• Supplied entries
▬▬▬▬▬▬▬▬▬▬

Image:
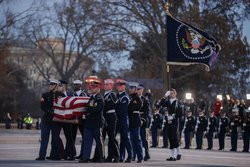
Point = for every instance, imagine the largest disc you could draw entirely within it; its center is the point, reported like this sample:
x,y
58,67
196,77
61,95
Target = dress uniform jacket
x,y
145,109
94,113
189,124
134,111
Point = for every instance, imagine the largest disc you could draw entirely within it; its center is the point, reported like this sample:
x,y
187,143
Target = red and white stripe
x,y
70,107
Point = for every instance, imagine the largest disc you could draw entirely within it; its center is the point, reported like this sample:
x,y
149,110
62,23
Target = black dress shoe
x,y
49,158
71,159
128,160
83,160
116,160
56,159
78,157
178,157
94,160
108,160
140,161
40,159
171,159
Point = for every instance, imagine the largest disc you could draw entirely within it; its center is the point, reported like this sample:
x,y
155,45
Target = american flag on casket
x,y
70,107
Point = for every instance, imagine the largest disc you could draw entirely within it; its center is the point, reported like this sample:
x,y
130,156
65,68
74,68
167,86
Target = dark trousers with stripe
x,y
221,137
89,135
199,139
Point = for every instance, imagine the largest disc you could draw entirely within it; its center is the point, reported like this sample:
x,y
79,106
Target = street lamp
x,y
248,96
188,96
219,97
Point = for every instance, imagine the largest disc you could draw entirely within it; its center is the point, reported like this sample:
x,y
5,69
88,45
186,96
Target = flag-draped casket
x,y
69,108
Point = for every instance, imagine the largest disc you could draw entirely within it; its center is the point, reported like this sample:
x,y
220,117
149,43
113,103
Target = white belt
x,y
110,111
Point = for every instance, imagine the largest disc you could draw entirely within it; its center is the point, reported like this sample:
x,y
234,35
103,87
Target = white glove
x,y
170,118
167,93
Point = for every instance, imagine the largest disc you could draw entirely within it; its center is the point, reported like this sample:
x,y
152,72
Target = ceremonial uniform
x,y
164,114
189,127
135,124
246,133
110,128
156,124
200,128
123,125
174,109
211,128
235,123
93,127
145,110
69,151
80,126
47,124
223,124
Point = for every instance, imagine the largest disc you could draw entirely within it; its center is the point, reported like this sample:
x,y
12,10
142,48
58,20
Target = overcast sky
x,y
21,5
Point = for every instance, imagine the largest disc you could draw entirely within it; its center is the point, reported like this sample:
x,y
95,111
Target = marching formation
x,y
131,115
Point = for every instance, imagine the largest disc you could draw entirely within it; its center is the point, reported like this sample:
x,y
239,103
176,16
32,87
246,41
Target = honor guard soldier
x,y
222,127
69,151
78,92
211,128
246,131
164,113
156,125
200,128
47,124
189,127
144,112
235,123
123,121
134,108
93,123
111,121
174,113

▬▬▬▬▬▬▬▬▬▬

• Exercise brief
Go through the entries above and print each one exactly, minus the pictures.

• Result of this task
Image:
Point = for every instance, imagine the largest disc you could draw entirely within it; its center is the point, reported like this sample:
x,y
58,67
196,77
61,95
Target = dress uniform jacket
x,y
145,109
94,113
189,124
134,111
Point = for every instance, imagine the largest disc you could draw entirely within it; its center is the point, reported like this sample:
x,y
187,143
Target = red and white stripe
x,y
70,107
Point = for every instance, imagine the largest disc you could draw entirely within it; its center is the point, reported like this sample:
x,y
149,110
62,23
Target = black dress shoe
x,y
49,158
71,159
128,160
83,160
116,160
56,159
78,157
178,157
94,160
108,160
140,161
40,159
171,159
Point = for every instance, imagine the largest disc you could draw entirely within it; its center is the point, reported like this sample:
x,y
155,45
Target = american flag on casket
x,y
70,107
Point = for every instance, imagine the largest disc you could draw entirely within it; its center is the point, reported like this sample:
x,y
130,156
65,68
74,68
167,86
Target = dark trousers with stripe
x,y
221,137
89,135
199,139
Point = for every instance, imagine the largest disc you could draw entirely within it; its center is the point, reported like this sample:
x,y
79,106
Target = street lamp
x,y
248,96
188,96
219,97
Point = for every instance, imagine the largest disc you could draw entirely within it; its center is the point, reported like this sample:
x,y
5,69
88,45
186,96
Target = flag-draped casket
x,y
69,108
Point = for every instance, imagine the largest disc you could draw entirely within it; its center is the point, reported like this sample:
x,y
220,117
149,43
113,103
Target = white belt
x,y
110,111
Point = for every instance, imagine the largest disc you could draw entirely within it; its center is the point, reported like this sample:
x,y
234,35
103,87
Target = white glove
x,y
170,118
167,93
Point = for every instance, imagine the largest disc you could draw entirely within it; its center is the point, reported like this sample:
x,y
152,72
Target = ceremonial uniform
x,y
164,114
189,127
135,124
246,133
110,128
156,124
200,128
123,125
174,109
211,128
235,123
93,127
145,110
69,151
80,126
47,124
223,124
Point = for every instance, imagine the largest disc you could draw entirely within it; its center is the point, reported like this sample:
x,y
12,10
142,48
58,20
Target = overcast sky
x,y
21,5
Point = for every instance, imagine the largest disc you could draw entirely within it; its center is the point, reported like this sample:
x,y
95,111
Target = marching formation
x,y
131,115
Point = for every instance, imagine the largest disc you could draw entirely within it; its center is the point, reported like this sample:
x,y
239,103
176,16
32,87
246,41
Target = honor guard soldier
x,y
222,127
69,151
78,92
211,128
246,131
164,113
156,125
200,128
47,124
189,127
144,112
235,123
123,121
134,108
93,123
111,121
174,113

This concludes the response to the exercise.